● **Input material**:
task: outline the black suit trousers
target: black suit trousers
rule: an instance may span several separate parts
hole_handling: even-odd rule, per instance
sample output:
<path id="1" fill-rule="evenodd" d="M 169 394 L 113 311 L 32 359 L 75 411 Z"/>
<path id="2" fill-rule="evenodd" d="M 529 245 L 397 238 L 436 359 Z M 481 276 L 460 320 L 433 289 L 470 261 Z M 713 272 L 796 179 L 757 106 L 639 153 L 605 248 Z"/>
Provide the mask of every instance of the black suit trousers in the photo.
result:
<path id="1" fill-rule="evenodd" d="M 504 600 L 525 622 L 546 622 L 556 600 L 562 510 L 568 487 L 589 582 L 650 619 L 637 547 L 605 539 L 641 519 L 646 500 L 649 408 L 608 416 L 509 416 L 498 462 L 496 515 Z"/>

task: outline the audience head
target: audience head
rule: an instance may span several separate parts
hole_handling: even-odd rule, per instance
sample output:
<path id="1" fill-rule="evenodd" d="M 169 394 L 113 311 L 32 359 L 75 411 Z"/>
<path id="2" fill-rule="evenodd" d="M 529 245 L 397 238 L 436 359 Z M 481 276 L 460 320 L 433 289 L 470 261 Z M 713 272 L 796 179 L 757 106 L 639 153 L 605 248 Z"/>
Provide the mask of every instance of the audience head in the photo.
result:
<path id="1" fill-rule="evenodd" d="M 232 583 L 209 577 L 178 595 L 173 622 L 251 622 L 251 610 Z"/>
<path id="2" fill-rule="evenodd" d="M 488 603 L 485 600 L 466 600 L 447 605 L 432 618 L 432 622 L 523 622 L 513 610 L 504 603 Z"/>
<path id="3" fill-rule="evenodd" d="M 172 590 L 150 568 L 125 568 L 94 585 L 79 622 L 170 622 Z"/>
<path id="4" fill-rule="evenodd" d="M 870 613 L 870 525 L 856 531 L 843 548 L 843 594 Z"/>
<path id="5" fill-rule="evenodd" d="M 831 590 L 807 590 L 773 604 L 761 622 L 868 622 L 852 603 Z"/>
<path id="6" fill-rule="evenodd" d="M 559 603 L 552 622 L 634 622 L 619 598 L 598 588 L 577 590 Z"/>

● **Aim of the task**: Please restate only the opening stretch of the records above: every line from the first through the one containing "Provide the mask of every instance of the black", exactly as written.

● **Your solution**:
task: outline the black suit trousers
target: black suit trousers
rule: an instance may span several separate parts
hole_handling: even-odd rule, per instance
sample output:
<path id="1" fill-rule="evenodd" d="M 169 394 L 113 311 L 32 359 L 75 411 Z"/>
<path id="2" fill-rule="evenodd" d="M 529 245 L 397 238 L 436 359 Z M 481 276 L 460 320 L 433 289 L 470 261 Z M 713 272 L 796 179 L 757 106 L 639 153 L 605 248 Z"/>
Provide the mask of every instance of the black suit trousers in the photo.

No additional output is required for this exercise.